### Point-based annotation data

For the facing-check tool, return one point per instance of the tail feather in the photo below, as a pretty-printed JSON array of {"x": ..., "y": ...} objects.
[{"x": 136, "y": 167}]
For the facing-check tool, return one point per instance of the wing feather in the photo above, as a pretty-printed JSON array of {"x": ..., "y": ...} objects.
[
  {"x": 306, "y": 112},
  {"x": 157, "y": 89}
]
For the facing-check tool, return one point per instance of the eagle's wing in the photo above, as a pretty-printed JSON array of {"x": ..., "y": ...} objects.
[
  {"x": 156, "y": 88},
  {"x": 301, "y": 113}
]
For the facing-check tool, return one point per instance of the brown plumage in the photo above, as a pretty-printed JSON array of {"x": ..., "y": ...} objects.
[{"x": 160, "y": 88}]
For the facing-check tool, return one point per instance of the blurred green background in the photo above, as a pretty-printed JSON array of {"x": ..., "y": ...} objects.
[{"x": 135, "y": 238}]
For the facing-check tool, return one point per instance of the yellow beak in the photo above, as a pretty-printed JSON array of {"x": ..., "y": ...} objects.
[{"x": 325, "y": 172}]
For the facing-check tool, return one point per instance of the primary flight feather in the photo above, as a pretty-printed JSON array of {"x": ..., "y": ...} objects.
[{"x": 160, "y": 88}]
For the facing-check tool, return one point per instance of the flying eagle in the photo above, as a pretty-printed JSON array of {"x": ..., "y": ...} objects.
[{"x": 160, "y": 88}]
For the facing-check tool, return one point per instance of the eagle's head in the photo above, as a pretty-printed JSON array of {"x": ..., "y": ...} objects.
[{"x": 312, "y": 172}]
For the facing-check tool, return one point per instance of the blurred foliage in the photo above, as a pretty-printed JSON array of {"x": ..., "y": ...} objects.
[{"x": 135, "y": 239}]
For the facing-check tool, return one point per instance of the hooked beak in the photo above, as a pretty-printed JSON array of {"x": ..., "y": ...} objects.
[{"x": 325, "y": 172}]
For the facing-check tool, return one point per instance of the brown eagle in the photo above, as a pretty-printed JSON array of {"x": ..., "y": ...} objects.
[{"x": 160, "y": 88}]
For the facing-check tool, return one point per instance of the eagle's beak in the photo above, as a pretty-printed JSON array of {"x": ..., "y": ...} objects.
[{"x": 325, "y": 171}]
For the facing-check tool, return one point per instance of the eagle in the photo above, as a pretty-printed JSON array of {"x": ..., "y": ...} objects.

### WRITTEN EXERCISE
Every entry above needs to be quoted exactly.

### WORKED SOLUTION
For the facing-check tool, return one point per instance of the tail feather in the photo below, as a pretty-printed JSON array of {"x": ..., "y": ...} objects.
[{"x": 136, "y": 167}]
For the facing-check tool, return one point per instance of the wing feather in the photo above, as a pretty-printed JSON array of {"x": ..., "y": ...} objects.
[
  {"x": 306, "y": 112},
  {"x": 157, "y": 89}
]
For the facing-check tool, return one point per instance of the eagle's wing in the photo above, as a pretty-printed JSON array of {"x": ..., "y": ...} objects.
[
  {"x": 156, "y": 88},
  {"x": 301, "y": 113}
]
For the facing-check tool, return one point per instance of the brown plumage in the photo above, as a pretty-printed JSON array of {"x": ..., "y": ...} objects.
[{"x": 160, "y": 88}]
For the facing-check tool, return one point per instance of the blurred green background in the photo above, as a pretty-printed JSON array of {"x": ..., "y": ...} objects.
[{"x": 135, "y": 238}]
For the facing-check tool, return one point per instance of the yellow beak in the photo above, as a pretty-printed JSON array of {"x": ..., "y": ...} objects.
[{"x": 325, "y": 172}]
For the facing-check tool, return one point per instance of the primary flight feather in the photo above, as a pretty-printed JSON array of {"x": ..., "y": ...} objects.
[{"x": 160, "y": 88}]
For the facing-check tool, return one point per instance of the flying eagle in the photo above, as a pretty-printed JSON array of {"x": ..., "y": ...} objects.
[{"x": 160, "y": 88}]
For the facing-check tool, return one point per instance of the eagle's head in the photo above, as a pretty-printed JSON array of {"x": ..., "y": ...} objects.
[{"x": 312, "y": 172}]
For the facing-check tool, return one point per instance of the blurred foliage in the photo above, as a pretty-printed JSON array of {"x": ..., "y": ...} objects.
[{"x": 135, "y": 239}]
For the facing-check tool, return one point per instance of the hooked beak in the photo above, as a pretty-printed JSON array of {"x": ..., "y": ...} objects.
[{"x": 325, "y": 172}]
For the facing-check tool, return one point per instance of the brown eagle in the photo above, as a pretty-printed JSON array of {"x": ..., "y": ...} objects.
[{"x": 160, "y": 88}]
For the facing-check tool, return one point per instance of the eagle's beak in the photo above, as a pretty-printed JSON array of {"x": ..., "y": ...} objects.
[{"x": 325, "y": 171}]
For the facing-check tool, return one point per instance of the eagle in the photo above, as a pretty-printed JSON array of {"x": ..., "y": ...} objects.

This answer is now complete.